Task to carry out:
Rewrite every entry below as a two-column CSV with the header "prompt,answer". Give one row per entry, with its text and its answer each in a quoted field and any line breaks turned into spaces.

Data in this exercise:
========
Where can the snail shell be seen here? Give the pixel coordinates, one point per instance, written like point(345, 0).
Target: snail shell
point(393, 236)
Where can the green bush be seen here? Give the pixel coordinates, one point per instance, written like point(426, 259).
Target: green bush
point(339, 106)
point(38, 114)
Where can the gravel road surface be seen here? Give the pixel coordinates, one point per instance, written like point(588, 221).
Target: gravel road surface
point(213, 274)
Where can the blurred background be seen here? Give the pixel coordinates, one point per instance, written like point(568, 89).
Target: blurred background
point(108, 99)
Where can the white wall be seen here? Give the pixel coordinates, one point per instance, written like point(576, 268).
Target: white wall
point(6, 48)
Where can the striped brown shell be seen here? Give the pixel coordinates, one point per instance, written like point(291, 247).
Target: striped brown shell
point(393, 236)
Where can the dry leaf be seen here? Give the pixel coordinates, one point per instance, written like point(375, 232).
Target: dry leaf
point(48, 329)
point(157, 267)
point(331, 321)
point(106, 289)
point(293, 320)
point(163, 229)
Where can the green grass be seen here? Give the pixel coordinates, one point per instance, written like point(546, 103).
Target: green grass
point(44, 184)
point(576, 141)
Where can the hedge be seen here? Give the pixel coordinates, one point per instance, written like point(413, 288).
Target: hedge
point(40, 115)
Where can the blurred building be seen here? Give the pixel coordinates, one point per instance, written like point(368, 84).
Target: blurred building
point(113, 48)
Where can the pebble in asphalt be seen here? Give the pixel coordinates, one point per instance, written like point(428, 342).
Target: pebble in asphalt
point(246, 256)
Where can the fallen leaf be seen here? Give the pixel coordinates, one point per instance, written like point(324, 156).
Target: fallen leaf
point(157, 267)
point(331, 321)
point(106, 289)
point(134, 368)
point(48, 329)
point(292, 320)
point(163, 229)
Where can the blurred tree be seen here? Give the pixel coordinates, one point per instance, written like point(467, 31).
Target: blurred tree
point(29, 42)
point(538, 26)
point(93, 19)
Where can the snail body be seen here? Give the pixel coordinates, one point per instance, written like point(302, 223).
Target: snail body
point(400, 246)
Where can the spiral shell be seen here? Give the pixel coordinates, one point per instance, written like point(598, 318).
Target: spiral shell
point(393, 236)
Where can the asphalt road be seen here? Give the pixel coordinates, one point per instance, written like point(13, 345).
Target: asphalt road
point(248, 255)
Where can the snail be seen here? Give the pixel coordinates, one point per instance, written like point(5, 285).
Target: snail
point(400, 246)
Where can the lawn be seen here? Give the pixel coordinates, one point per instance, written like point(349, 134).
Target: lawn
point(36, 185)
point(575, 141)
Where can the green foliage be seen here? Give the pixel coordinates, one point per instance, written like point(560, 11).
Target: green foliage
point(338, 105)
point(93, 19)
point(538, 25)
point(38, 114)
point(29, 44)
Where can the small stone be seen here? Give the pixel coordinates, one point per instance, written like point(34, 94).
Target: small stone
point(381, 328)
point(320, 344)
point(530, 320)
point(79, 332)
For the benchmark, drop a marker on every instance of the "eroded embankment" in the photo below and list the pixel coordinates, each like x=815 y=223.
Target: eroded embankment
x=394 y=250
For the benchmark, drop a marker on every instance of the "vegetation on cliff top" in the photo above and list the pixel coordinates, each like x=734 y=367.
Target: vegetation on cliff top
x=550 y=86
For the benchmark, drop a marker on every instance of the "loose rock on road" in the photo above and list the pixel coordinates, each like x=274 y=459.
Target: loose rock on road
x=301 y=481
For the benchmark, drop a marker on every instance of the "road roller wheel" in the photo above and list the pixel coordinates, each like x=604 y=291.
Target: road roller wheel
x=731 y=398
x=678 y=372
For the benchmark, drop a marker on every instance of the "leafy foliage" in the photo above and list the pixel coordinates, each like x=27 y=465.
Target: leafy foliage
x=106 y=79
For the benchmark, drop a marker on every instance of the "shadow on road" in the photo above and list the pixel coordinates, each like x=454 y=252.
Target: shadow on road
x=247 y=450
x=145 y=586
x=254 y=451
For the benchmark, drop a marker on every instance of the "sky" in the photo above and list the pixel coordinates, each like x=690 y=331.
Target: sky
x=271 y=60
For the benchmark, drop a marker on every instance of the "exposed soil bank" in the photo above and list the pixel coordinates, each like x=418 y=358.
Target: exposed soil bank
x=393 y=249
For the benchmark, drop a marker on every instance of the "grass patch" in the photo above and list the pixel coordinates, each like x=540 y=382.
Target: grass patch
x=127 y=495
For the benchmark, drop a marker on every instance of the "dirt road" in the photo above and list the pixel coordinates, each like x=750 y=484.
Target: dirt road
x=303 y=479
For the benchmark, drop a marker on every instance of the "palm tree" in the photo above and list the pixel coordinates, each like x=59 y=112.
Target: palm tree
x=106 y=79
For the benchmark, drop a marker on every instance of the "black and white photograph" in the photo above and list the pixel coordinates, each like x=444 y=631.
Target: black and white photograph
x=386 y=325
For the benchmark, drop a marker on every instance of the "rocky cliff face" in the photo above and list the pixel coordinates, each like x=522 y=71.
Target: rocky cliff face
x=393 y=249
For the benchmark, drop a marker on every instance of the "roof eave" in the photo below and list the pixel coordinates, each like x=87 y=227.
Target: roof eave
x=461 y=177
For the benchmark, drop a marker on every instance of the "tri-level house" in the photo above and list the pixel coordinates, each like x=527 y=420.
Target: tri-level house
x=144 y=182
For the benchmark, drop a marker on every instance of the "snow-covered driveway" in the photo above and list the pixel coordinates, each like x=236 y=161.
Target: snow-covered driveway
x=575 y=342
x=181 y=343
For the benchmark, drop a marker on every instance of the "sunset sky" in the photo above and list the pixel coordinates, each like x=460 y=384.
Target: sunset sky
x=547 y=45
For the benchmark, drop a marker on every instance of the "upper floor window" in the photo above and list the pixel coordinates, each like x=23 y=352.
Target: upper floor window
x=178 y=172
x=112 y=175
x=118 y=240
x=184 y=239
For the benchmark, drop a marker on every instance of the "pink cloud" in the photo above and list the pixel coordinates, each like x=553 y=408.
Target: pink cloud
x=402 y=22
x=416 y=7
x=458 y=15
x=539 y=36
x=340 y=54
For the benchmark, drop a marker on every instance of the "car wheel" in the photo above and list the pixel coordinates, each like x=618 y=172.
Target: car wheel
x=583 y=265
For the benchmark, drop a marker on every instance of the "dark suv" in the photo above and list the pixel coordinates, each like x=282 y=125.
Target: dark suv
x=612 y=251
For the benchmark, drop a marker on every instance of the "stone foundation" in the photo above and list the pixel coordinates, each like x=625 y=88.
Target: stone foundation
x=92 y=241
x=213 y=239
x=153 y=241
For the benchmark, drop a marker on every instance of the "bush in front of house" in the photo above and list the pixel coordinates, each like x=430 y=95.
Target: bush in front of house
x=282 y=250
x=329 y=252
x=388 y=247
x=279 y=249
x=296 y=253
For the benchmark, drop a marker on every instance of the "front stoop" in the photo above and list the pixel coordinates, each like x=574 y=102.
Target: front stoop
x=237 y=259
========
Full solution:
prompt,answer
"Where can the snail shell be seen here? Give the pixel coordinates, one point per instance, written like point(345, 0). Target: snail shell","point(393, 236)"
"Where can the green bush be seen here? Give the pixel coordinates, one point per instance, written like point(426, 259). Target: green bush","point(339, 106) point(38, 114)"
"Where can the gravel road surface be seen here? Give the pixel coordinates, one point per instance, written like point(588, 221). Target: gravel road surface","point(213, 274)"
"Where can the blurred background be seen here? Give the pixel coordinates, one point per instance, written like point(568, 89). Target: blurred background","point(108, 99)"
"Where can the white wall be seen here? Give the pixel coordinates, one point per instance, written like point(576, 268). Target: white wall","point(6, 48)"
"Where can the striped brown shell be seen here? Give the pixel coordinates, one point per instance, written like point(291, 247). Target: striped brown shell","point(393, 236)"
"Where can the dry leaf be seen here? Give the pixel coordinates, one point per instance, written like point(375, 232). Target: dry leaf","point(48, 329) point(157, 267) point(331, 321) point(106, 289) point(293, 320) point(163, 229)"
"Where can the green grass be seen here? Give the pixel coordinates, one point per instance, written like point(546, 103). Target: green grass","point(44, 184) point(576, 141)"
"Where can the hedge be seen here? Give the pixel coordinates, one point per instance, written like point(413, 288). Target: hedge","point(40, 115)"
"Where can the blurred building be seen here? Give the pixel coordinates, one point per instance, written like point(368, 84). Target: blurred building","point(113, 48)"
"Where can the pebble in asphalt be seen here? Give the pixel coordinates, one point per instance, written like point(428, 342). Target: pebble in asphalt","point(246, 256)"
"Where can the fallen leaf be seen here? Give the pixel coordinates, one point per instance, written like point(324, 156). Target: fallen leaf","point(157, 267) point(331, 321) point(106, 289) point(134, 368) point(48, 329) point(292, 320) point(163, 229)"
"Where can the blurred tree be seen here? Give the pixel coordinates, one point per instance, written like point(467, 31). Target: blurred tree","point(29, 42) point(538, 26) point(93, 19)"
"Where can the snail body be seen here? Give the pixel coordinates, one point per instance, written like point(302, 223). Target: snail body","point(400, 246)"
"Where can the spiral shell be seen here? Give the pixel coordinates, one point per instance, written like point(598, 318). Target: spiral shell","point(393, 236)"
"Where can the asphalt road be seen here? Give the pixel coordinates, one point per instance, written like point(13, 345). Target: asphalt road","point(248, 255)"
"Where can the snail be seen here? Give the pixel coordinates, one point per instance, written like point(5, 285). Target: snail","point(400, 246)"
"Where can the lawn be seen here? Give the pixel coordinates, one point per instance, written like point(349, 134). Target: lawn","point(36, 185) point(575, 141)"
"Where can the green foliage be seen here? Give the pixel coordinates, one point per instance, written like point(560, 11). Target: green foliage","point(338, 105) point(93, 19) point(538, 25) point(38, 114) point(29, 44)"
"Where can the small stone be seen here? Give the pixel coordinates, one point per instance, written like point(34, 94). Target: small stone","point(381, 328) point(320, 344) point(530, 320) point(79, 332)"
"For the benchmark, drop a marker on every instance of the ""eroded embankment"" in the photo below and list the pixel coordinates, each like x=815 y=223. Target: eroded embankment","x=394 y=250"
"For the benchmark, drop a marker on every instance of the ""vegetation on cliff top"" in the photo above and list the pixel coordinates, each like x=734 y=367. Target: vegetation on cliff top","x=550 y=86"
"For the benchmark, drop a marker on every instance of the ""loose rock on road"" in the photo above and list the pixel coordinates, each like x=274 y=459. Target: loose rock on road","x=301 y=481"
"For the benchmark, drop a marker on every instance of the ""road roller wheel"" in the photo above and list the pixel coordinates, each like x=604 y=291. Target: road roller wheel","x=731 y=398 x=678 y=372"
"For the benchmark, drop a marker on every instance of the ""leafy foliage"" in the photo above and list the pixel coordinates, each like x=27 y=465. Target: leafy foliage","x=106 y=79"
"For the benchmark, drop a marker on every instance of the ""shadow on road"" in the photo above and list the pixel coordinates, each like x=454 y=252. Target: shadow on road","x=247 y=450 x=145 y=586 x=254 y=451"
"For the benchmark, drop a marker on every instance of the ""sky"" in the photo above and list the pixel coordinates, each like x=690 y=331. Target: sky","x=271 y=60"
"For the benchmark, drop a marker on every instance of the ""exposed soil bank"" in the photo above and list the pixel coordinates, each like x=418 y=358. Target: exposed soil bank","x=393 y=249"
"For the benchmark, drop a marker on every instance of the ""grass patch"" in the photo above and list the pixel coordinates, each like x=540 y=382. Target: grass patch","x=127 y=495"
"For the benchmark, drop a marker on every instance of the ""dirt road"" in the photo above and list the pixel coordinates, each like x=750 y=484. Target: dirt road","x=303 y=479"
"For the benchmark, drop a marker on every instance of the ""palm tree"" in the photo above and list the pixel coordinates, each like x=59 y=112. Target: palm tree","x=106 y=79"
"For the benchmark, drop a marker on every instance of the ""black and white photograph"" in the photo above and list the pixel coordinates, each like x=444 y=631. Target: black and white photograph","x=386 y=325"
"For the benchmark, drop a marker on every instance of the ""rocky cliff face"" in the photo above and list the pixel coordinates, each like x=522 y=71. Target: rocky cliff face","x=393 y=249"
"For the benchmark, drop a marker on every instance of the ""roof eave"" in the photo below and list the pixel coordinates, each like x=87 y=227. Target: roof eave","x=461 y=177"
"For the benchmark, drop a marker on every instance of the ""tri-level house"" in the photo above and list the pixel coordinates, each like x=527 y=420. Target: tri-level house","x=144 y=182"
"For the benchmark, drop a marker on every instance of the ""snow-covered driveway"" in the photo above and list the pixel coordinates, each like x=236 y=161. Target: snow-covered driveway","x=575 y=342 x=181 y=343"
"For the benchmark, drop a marker on every instance of the ""sunset sky"" in the photo above and list the pixel coordinates, each like x=460 y=384. Target: sunset sky","x=547 y=45"
"For the benchmark, drop a marker on every instance of the ""upper floor window"" in the photo above and list the pixel coordinates, each like x=23 y=352. Target: upper floor window","x=178 y=172 x=112 y=175 x=118 y=240 x=184 y=239"
"For the benchmark, drop a marker on every instance of the ""pink cloud"" in the photo above and list the pixel coordinates, each like x=553 y=408. Target: pink cloud","x=402 y=22 x=416 y=7 x=458 y=15 x=539 y=36 x=340 y=54"
"For the benchmark, drop a marker on every instance of the ""car wheel"" in the photo above and list the pixel coordinates, each like x=618 y=172. Target: car wheel","x=583 y=265"
"For the benchmark, drop a marker on every instance of the ""dark suv"" in the photo above and list the pixel coordinates, each like x=282 y=125. Target: dark suv","x=612 y=251"
"For the benchmark, drop a marker on every instance of the ""stone foundation"" in the photo above and list the pixel coordinates, each like x=625 y=88. Target: stone foundation","x=92 y=241 x=213 y=239 x=153 y=241"
"For the benchmark, drop a marker on every instance of the ""bush in front of house"" in the photo above and list the pixel coordinates, each like x=430 y=95. Target: bush in front of house","x=282 y=250 x=329 y=252 x=388 y=247 x=279 y=249 x=296 y=253"
"For the benchmark, drop a marker on every instance of the ""front stoop"" in the photo above and list the pixel coordinates, each like x=574 y=102. Target: front stoop","x=237 y=259"